Work to complete
Please rewrite everything from "The hack was" down to "I don't see)." in the foreign key performance thread below, swapping "list pointer" for "list reference".

Shouldn't this patch update the comment in deferredTriggerInvokeEvents
(c. line 1860 in cvs tip)?

Looking at the code, I also wonder if we
would get some gain by not allocating the per_tuple_context at the
beginning but only when a non-deferred constraint is found since otherwise
we're creating and destroying the context and possibly never using it.

I doubt it's worth worrying over. Creation/destruction of a never-used
memory context is pretty cheap, I think.

regards, tom lane

#10Stephan Szabo
sszabo@megazone23.bigpanda.com
In reply to: Tom Lane (#9)
Re: [PERFORM] Foreign key performance

On Sat, 19 Apr 2003, Tom Lane wrote:

Stephan Szabo <sszabo@megazone23.bigpanda.com> writes:

The hack was just the keeping around the list pointer from the last run
through (see attached - passed simple fk tests and regression, but there
might be problems I don't see).

Data listing
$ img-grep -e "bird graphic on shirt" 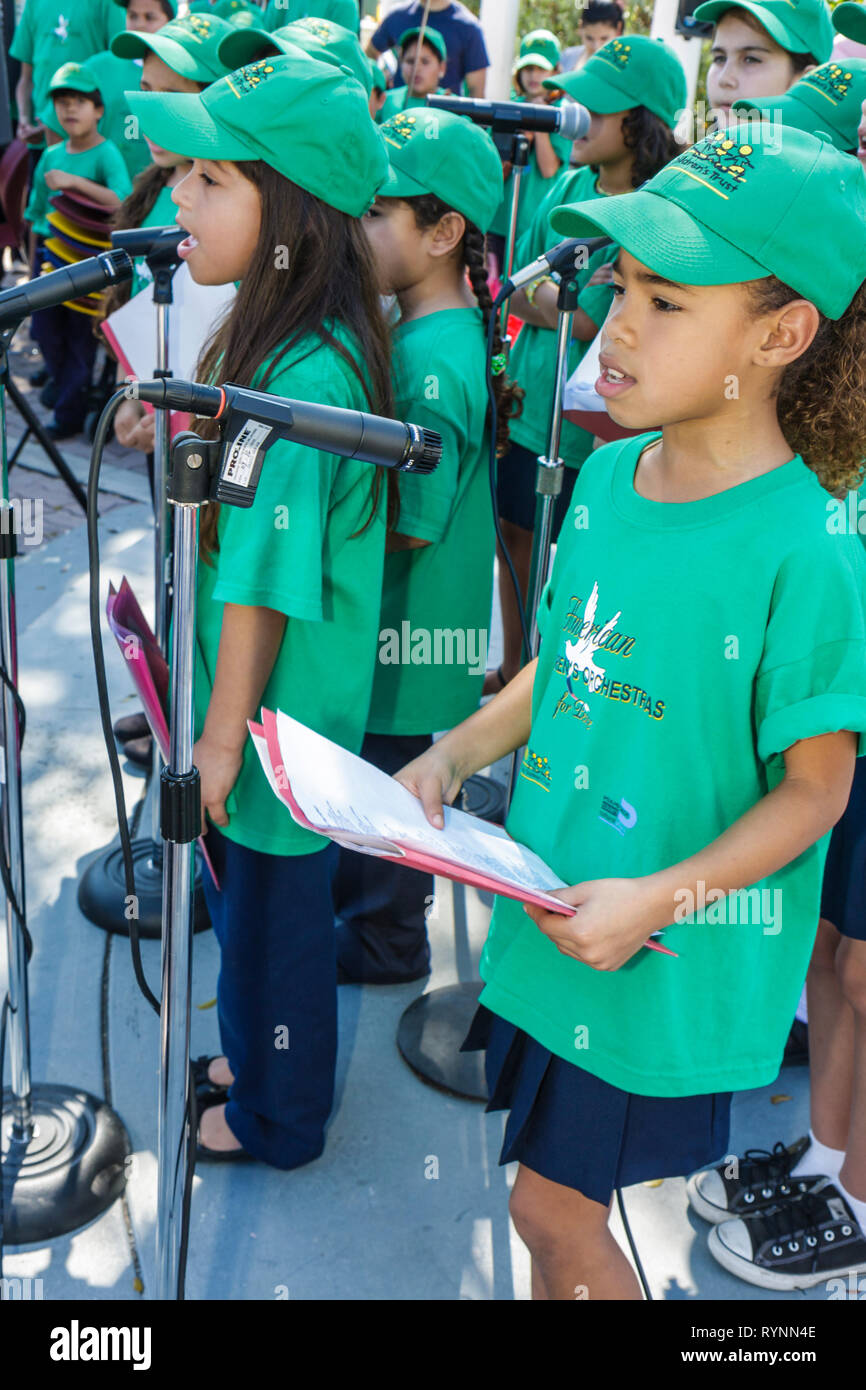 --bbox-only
[566,582,623,684]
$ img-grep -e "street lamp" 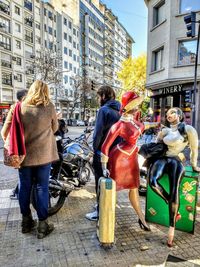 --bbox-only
[184,12,200,127]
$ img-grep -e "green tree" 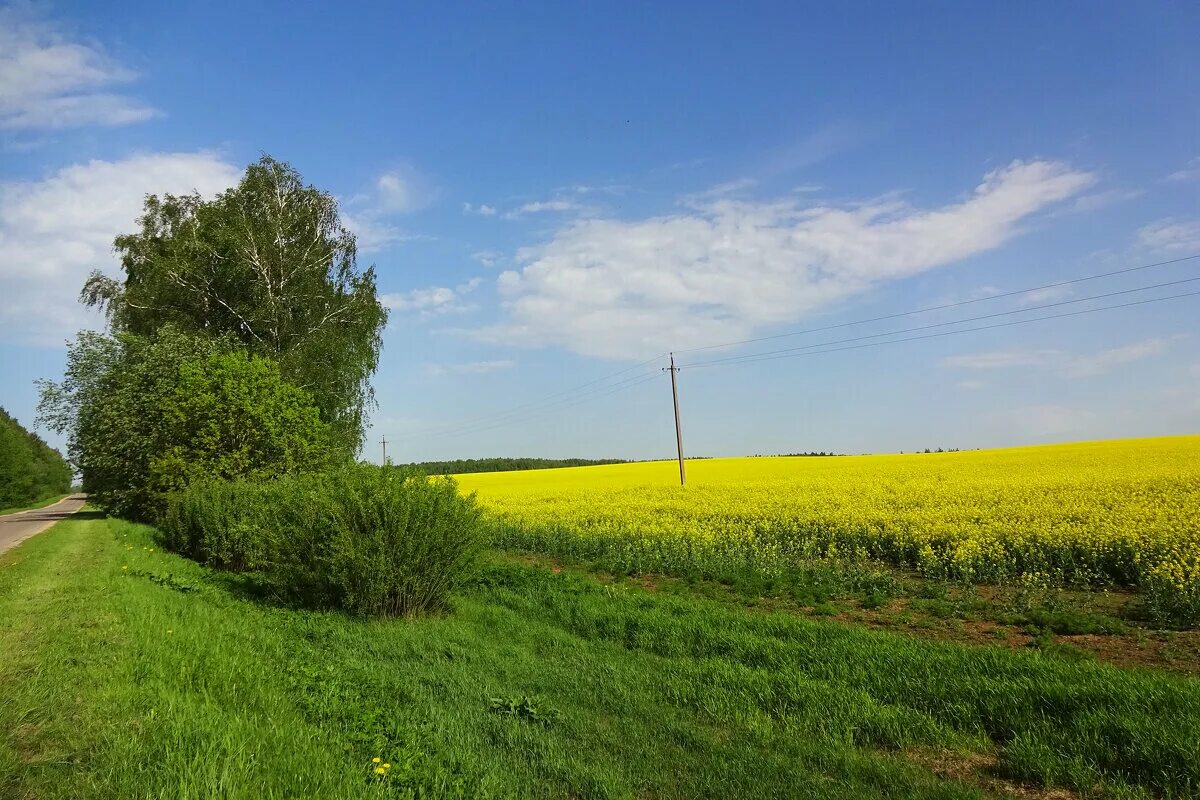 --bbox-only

Solution to this exercise
The hack was just the keeping around the list reference from the last run
through (see attached - passed simple fk tests and regression, but there
might be problems I don't see).